START Supplied entries

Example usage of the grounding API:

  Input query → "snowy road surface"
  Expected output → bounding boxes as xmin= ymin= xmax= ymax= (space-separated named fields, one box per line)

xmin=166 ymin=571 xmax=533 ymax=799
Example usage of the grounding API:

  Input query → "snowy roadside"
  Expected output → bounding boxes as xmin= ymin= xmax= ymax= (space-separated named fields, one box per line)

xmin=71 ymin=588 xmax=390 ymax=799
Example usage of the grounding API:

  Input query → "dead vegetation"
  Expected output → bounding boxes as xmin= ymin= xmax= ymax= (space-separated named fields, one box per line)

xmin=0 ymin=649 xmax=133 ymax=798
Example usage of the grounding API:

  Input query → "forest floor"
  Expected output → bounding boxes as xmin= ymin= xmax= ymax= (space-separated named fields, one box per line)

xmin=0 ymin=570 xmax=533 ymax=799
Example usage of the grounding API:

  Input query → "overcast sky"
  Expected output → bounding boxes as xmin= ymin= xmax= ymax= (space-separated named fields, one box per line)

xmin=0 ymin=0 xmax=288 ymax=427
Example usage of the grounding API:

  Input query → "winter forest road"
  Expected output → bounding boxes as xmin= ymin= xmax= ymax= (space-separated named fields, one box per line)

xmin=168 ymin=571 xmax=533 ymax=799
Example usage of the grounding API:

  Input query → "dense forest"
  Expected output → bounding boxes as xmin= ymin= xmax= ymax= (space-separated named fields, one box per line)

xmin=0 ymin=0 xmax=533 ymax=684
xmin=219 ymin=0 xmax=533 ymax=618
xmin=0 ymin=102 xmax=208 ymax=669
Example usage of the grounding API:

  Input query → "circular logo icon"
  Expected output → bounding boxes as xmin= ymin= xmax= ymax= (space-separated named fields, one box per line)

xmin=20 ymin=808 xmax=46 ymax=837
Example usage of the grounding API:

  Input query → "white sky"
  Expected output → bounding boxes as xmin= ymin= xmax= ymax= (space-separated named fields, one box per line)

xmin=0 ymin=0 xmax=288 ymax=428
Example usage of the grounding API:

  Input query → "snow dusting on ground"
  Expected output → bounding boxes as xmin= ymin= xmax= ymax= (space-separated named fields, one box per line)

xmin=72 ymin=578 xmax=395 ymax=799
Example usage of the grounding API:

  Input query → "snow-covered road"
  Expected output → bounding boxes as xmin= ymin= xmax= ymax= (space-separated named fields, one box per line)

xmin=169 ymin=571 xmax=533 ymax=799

END Supplied entries

## Exercise instructions
Report each line in the records above that contains the string "snowy", copying every such line in full.

## The answer
  Input query → "snowy road surface"
  Input query → "snowy roadside"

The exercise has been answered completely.